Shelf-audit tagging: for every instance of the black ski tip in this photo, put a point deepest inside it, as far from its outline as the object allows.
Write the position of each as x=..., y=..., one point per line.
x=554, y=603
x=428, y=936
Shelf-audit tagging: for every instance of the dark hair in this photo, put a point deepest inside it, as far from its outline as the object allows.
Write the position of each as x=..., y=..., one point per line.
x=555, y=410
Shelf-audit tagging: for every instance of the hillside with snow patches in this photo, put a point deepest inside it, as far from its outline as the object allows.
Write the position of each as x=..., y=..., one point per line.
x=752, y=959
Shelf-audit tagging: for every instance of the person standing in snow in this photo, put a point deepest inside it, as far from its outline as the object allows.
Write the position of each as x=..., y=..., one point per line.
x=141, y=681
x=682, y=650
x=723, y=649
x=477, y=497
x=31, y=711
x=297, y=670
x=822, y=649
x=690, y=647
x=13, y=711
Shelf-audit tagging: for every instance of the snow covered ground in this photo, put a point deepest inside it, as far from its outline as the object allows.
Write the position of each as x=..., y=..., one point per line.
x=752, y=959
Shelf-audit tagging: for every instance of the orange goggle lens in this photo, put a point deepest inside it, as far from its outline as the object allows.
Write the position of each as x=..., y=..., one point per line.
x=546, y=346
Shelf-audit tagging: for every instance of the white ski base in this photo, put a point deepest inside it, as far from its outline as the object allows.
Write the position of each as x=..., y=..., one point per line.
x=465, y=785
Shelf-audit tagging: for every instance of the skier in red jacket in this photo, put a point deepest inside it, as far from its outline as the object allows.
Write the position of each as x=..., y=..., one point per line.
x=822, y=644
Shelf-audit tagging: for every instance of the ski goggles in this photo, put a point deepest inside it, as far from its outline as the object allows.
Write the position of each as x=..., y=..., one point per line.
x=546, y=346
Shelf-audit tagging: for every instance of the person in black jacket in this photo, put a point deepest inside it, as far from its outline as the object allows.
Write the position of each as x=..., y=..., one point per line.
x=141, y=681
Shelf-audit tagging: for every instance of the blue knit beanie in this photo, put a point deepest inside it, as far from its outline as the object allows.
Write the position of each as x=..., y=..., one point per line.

::::

Copy the lines from the first one through the line with "x=428, y=936", keeping the request text, and shift each x and y coordinate in the answers up by 71.

In response:
Shelf-audit tagging: for every instance of the black ski tip in this photo, put a point deepest inside it, as far from its outline as the object allows.
Write the position of each as x=..., y=..., one point per line.
x=625, y=674
x=499, y=1007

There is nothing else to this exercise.